▶ [DATA RECORDS]
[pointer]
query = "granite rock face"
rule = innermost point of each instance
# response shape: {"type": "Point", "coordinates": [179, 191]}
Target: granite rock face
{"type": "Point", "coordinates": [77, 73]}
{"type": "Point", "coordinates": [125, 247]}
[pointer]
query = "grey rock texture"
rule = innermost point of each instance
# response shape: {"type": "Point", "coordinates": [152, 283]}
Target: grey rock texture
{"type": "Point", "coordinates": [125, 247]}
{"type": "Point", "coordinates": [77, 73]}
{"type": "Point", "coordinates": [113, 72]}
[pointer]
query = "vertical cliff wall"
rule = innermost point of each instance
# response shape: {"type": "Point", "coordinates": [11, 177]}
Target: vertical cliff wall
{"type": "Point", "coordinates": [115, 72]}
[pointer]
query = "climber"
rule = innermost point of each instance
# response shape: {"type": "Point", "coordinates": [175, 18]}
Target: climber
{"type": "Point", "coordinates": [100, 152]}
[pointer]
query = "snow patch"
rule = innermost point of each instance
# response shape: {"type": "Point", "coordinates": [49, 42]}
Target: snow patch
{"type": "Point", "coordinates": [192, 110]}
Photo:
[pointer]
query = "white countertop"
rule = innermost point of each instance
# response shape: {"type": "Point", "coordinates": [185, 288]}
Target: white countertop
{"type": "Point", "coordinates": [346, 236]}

...

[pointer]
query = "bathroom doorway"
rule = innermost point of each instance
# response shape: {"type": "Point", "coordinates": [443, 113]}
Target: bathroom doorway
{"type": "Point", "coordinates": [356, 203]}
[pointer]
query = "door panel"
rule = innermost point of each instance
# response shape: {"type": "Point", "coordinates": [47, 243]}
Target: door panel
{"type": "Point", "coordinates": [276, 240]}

▶ [GIVEN INSTRUCTION] Report every line of the data above that contains the word "cliff", treating uppercase and lowercase as different.

▶ [SOLUTION FOR THIS PROBLEM]
query = "vertical cliff wall"
Target: vertical cliff wall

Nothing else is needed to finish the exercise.